▶ INSTRUCTION
Quote the data below word for word, from start to finish, leaving out the pictures.
*** DATASET EXCERPTS ***
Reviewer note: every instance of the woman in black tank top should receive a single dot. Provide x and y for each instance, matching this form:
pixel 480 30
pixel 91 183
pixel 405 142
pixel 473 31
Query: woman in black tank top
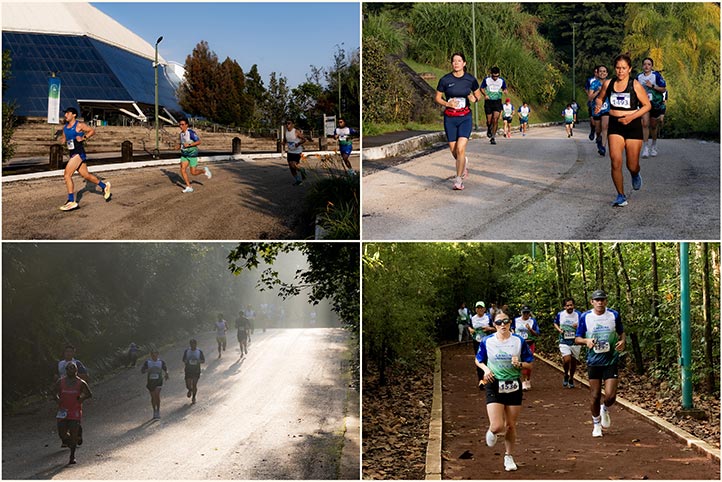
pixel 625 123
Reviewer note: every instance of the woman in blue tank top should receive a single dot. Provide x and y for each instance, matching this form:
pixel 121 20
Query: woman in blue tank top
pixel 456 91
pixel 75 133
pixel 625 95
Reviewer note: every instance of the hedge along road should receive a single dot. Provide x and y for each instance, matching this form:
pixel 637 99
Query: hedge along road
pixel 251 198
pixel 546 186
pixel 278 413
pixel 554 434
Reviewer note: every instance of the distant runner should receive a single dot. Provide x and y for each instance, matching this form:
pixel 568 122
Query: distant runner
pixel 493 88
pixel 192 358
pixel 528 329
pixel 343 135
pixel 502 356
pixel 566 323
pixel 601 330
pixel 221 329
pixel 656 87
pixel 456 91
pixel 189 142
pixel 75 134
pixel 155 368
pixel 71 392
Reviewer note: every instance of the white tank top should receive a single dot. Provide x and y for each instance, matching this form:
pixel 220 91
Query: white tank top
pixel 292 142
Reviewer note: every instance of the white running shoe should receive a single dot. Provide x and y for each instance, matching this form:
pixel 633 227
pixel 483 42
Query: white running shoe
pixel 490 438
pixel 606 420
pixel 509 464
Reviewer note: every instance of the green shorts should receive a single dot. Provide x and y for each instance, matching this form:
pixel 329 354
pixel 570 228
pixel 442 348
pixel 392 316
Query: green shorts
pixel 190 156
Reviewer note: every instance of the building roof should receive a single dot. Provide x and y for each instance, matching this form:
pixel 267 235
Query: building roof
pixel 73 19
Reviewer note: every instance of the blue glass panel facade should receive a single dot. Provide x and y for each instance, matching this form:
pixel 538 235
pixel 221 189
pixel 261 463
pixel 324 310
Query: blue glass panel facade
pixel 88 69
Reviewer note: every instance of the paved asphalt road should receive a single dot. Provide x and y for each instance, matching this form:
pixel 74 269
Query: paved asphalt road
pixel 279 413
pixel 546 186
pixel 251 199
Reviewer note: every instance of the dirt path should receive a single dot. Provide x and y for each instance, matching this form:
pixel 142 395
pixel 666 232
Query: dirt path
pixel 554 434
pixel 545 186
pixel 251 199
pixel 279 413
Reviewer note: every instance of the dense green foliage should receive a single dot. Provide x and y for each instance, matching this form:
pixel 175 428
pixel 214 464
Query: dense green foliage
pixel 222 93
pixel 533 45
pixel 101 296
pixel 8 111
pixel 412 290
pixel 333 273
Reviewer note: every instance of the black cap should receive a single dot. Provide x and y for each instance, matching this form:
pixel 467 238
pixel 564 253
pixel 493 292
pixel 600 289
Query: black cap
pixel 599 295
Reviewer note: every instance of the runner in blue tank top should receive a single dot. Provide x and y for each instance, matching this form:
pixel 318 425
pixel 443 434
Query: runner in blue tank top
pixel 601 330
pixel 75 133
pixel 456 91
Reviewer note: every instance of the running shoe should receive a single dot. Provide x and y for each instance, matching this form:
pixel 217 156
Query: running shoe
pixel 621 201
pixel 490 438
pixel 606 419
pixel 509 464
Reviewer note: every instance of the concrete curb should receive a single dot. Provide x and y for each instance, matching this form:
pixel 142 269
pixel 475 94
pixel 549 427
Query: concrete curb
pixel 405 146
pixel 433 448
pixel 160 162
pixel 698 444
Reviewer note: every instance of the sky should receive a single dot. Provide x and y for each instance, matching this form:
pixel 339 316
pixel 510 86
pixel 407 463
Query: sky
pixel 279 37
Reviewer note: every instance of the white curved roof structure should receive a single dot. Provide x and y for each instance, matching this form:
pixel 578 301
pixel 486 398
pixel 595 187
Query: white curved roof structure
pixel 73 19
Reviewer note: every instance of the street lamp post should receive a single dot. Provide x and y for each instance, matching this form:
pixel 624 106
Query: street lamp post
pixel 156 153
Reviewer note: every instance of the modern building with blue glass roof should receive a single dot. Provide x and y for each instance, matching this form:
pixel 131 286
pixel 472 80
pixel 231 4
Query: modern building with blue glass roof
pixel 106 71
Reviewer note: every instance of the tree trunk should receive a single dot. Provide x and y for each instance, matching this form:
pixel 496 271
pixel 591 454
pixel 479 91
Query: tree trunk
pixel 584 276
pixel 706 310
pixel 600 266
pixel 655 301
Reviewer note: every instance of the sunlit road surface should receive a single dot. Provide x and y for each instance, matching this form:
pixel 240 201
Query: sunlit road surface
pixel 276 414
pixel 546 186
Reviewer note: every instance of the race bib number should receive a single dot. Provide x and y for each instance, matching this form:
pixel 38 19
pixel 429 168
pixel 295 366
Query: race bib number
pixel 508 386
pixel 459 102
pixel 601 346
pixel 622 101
***
▶ EXERCISE SOLUTION
Reviewer note: every instance of the woman in black tank top should receive a single dot. Provide x and y for each instance, matching this form:
pixel 480 30
pixel 91 183
pixel 405 142
pixel 473 31
Query: woman in black tank top
pixel 625 123
Reviewer note: every instance of the woman in blue tank top should receive a single dot. Provide x and y for each instance, matching this form:
pixel 121 20
Query: woman in blue tank top
pixel 456 91
pixel 75 133
pixel 625 95
Reviewer note: every instance of the hedge along road should receive a single dot. Provide x and y for each instance, matching this form:
pixel 637 99
Query: hedge along road
pixel 251 198
pixel 546 186
pixel 278 413
pixel 554 434
Reviewer note: every instance of the distant runner should receive a single dot. Provide x and y for each instance, matching this form:
pixel 568 122
Query: distant runner
pixel 493 88
pixel 192 358
pixel 528 329
pixel 343 135
pixel 502 356
pixel 566 323
pixel 601 330
pixel 221 329
pixel 656 87
pixel 456 91
pixel 189 142
pixel 75 134
pixel 155 368
pixel 71 392
Reviewer note: every instance of the white tank top should receive a single dot. Provide x and y for each instance, matching this form:
pixel 220 91
Query: white tank top
pixel 292 142
Reviewer note: every instance of the white running shoe should receive a single dot. Provide x and y for each instance, matching this form:
pixel 633 227
pixel 483 42
Query: white running shoe
pixel 490 438
pixel 606 420
pixel 509 464
Reviewer note: every instance of the green shorts should receive a single dot. Provide x and y for each instance, matching this form:
pixel 329 354
pixel 570 228
pixel 442 348
pixel 392 316
Query: green shorts
pixel 190 156
Reviewer note: every instance of the building roof should receive a single dot. Provide x and y for each instance, matching this form:
pixel 267 235
Query: building roof
pixel 73 19
Reviewer note: every instance of the blue glass panel facade should receive a single dot. Provide x and y for each instance, matching this form:
pixel 538 235
pixel 221 189
pixel 261 463
pixel 324 310
Query: blue glass panel facade
pixel 88 69
Reviewer note: every instance of the paved asphalt road should receive a single dot. Provide x and y for each instance, matching this form:
pixel 74 269
Query: paved asphalt road
pixel 279 413
pixel 546 186
pixel 251 199
Reviewer note: every instance of the dirt path should receive a single dot. Provide x and y for each instance, matching this form:
pixel 142 395
pixel 666 232
Query: dirt path
pixel 554 434
pixel 545 186
pixel 251 199
pixel 279 413
Reviewer note: every instance of the dense green foliage should receive a single dot. Provide x and y for each instance, matching this form:
pixel 175 428
pixel 214 464
Query: dense green foliage
pixel 222 93
pixel 533 45
pixel 101 296
pixel 8 111
pixel 412 290
pixel 333 273
Reviewer note: every instance of the black cap should receive a single dot. Provide x and y for each instance, matching this form:
pixel 467 238
pixel 564 253
pixel 493 292
pixel 600 289
Query: black cap
pixel 599 295
Reviewer note: every instance of the runner in blue tank top should receive a single dot. Provide x and y for each instance, matching this form:
pixel 318 425
pixel 443 434
Query: runner in blue tank top
pixel 601 330
pixel 75 133
pixel 456 91
Reviewer note: every instance of the running shoe should receive a single dot. Provide x and y for each instance, matching this form:
pixel 217 156
Query: running shoe
pixel 621 201
pixel 490 438
pixel 606 419
pixel 509 464
Reviewer note: every instance of the concrete curb should receive a single dot. Provide x and y for each instance, matching this form:
pixel 142 269
pixel 475 94
pixel 549 427
Query: concrete curb
pixel 405 146
pixel 433 448
pixel 160 162
pixel 698 444
Reviewer note: every instance of the sky should receive a single dot. Provide x and y for each instance, matching this form:
pixel 339 316
pixel 510 86
pixel 407 463
Query: sky
pixel 279 37
Reviewer note: every instance of the white curved roof structure should receive a single dot. Provide x and y for each instance, matching this form:
pixel 578 301
pixel 486 398
pixel 595 187
Query: white curved roof structure
pixel 73 19
Reviewer note: every instance of the street lamp post should receive a single dot. Provide x and y for each instance, matching this form:
pixel 624 106
Query: street lamp post
pixel 156 153
Reviewer note: every instance of the modern building with blue glass roof should receive a single dot. Provide x and y for each instance, matching this form:
pixel 131 286
pixel 472 80
pixel 231 4
Query: modern building with blue glass roof
pixel 106 71
Reviewer note: every instance of the tree trunk should receive a single dot. Provide x and y for each instance, matching this form:
pixel 496 271
pixel 591 454
pixel 479 91
Query: tree trunk
pixel 584 276
pixel 706 310
pixel 600 266
pixel 655 301
Reviewer note: every instance of the sunlit road surface should receive a single dot. Provide x and y for each instance, matching this form:
pixel 240 201
Query: sunlit road surface
pixel 276 414
pixel 546 186
Reviewer note: every instance of the race bib number should receive a single dot. Provide x and y for each instance, matching this form:
pixel 38 19
pixel 429 168
pixel 295 366
Query: race bib number
pixel 508 386
pixel 459 102
pixel 601 346
pixel 622 101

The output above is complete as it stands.